## Objective:
Show every line of the listing below that contains the word "building", matching case exactly.

▼

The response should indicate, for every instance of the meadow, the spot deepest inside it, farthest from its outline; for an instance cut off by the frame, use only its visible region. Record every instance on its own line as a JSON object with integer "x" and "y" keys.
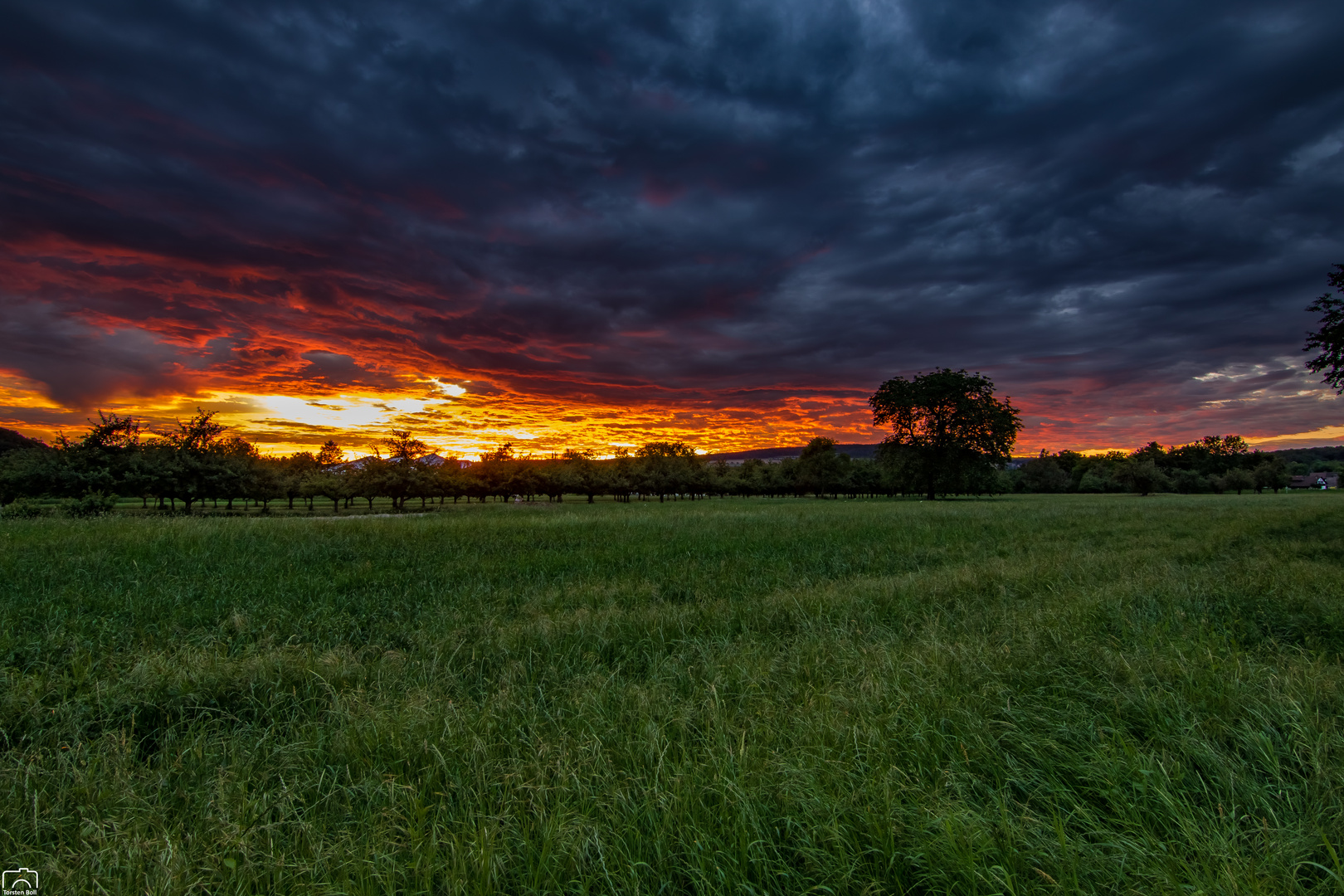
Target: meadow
{"x": 1020, "y": 694}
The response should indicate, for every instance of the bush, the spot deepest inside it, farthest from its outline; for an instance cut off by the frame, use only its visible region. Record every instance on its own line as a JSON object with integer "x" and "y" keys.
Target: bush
{"x": 91, "y": 504}
{"x": 1190, "y": 483}
{"x": 22, "y": 509}
{"x": 1093, "y": 484}
{"x": 1238, "y": 480}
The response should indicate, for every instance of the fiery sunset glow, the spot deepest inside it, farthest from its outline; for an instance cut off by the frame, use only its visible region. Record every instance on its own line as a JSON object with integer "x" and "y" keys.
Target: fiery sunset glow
{"x": 582, "y": 226}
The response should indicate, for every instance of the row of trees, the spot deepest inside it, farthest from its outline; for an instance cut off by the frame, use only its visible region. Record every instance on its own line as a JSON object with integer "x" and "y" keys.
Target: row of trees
{"x": 1214, "y": 464}
{"x": 202, "y": 464}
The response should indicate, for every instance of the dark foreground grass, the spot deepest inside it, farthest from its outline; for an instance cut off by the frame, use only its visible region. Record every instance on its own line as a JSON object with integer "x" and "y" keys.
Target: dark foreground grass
{"x": 1035, "y": 694}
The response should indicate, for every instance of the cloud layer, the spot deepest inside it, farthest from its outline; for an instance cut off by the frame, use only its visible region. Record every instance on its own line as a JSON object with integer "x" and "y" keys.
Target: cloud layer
{"x": 689, "y": 214}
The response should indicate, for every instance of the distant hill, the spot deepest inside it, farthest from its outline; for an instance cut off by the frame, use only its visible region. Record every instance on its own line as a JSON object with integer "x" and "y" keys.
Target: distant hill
{"x": 12, "y": 441}
{"x": 1307, "y": 455}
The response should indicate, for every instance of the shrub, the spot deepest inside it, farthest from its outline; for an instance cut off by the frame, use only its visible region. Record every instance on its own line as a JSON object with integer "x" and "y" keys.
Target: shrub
{"x": 1093, "y": 484}
{"x": 22, "y": 509}
{"x": 91, "y": 504}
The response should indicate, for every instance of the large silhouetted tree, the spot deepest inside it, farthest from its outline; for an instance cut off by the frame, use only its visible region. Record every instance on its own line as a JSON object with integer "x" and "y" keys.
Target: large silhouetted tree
{"x": 947, "y": 430}
{"x": 1329, "y": 334}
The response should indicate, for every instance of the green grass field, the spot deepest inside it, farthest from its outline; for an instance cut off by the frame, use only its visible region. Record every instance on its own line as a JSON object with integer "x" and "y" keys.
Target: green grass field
{"x": 1025, "y": 694}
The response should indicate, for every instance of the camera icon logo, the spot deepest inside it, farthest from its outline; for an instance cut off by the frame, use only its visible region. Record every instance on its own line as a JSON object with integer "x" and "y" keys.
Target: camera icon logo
{"x": 21, "y": 881}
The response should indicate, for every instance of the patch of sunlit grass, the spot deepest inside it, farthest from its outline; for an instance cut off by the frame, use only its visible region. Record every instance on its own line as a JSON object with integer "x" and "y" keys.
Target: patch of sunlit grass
{"x": 1054, "y": 694}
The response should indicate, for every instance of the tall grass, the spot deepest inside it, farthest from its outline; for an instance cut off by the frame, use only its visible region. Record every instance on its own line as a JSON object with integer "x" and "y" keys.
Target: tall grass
{"x": 1036, "y": 694}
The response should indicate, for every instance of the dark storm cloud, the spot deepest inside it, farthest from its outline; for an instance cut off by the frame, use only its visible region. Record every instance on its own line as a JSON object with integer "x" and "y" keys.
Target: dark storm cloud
{"x": 1096, "y": 203}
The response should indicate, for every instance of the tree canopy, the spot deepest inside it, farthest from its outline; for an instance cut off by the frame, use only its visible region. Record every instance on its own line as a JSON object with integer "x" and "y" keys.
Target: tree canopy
{"x": 947, "y": 427}
{"x": 1329, "y": 334}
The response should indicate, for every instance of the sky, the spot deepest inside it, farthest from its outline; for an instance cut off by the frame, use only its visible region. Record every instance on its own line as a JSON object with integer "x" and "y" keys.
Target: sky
{"x": 596, "y": 225}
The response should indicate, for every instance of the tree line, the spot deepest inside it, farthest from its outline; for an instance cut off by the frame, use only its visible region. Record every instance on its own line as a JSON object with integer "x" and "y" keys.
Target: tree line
{"x": 1214, "y": 464}
{"x": 201, "y": 464}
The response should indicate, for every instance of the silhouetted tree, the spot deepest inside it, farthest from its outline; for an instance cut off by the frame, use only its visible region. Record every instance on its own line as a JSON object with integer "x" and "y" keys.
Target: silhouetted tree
{"x": 947, "y": 427}
{"x": 1329, "y": 334}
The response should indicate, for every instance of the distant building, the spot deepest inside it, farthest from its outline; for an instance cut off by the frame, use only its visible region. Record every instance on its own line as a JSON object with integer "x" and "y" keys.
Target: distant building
{"x": 1316, "y": 481}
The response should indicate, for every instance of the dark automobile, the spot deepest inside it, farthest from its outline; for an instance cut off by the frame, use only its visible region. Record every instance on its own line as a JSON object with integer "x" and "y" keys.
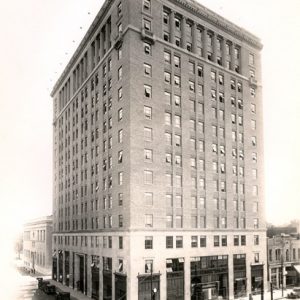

▲

## Response:
The response should indicate, for every instance of the distant building, the spot deepest inside it, farthest from its outline; for an instance cut off by the frame, use only its visible region. Record every instance on its own line as a JSON object with integer "x" and "y" keys.
Target: distant building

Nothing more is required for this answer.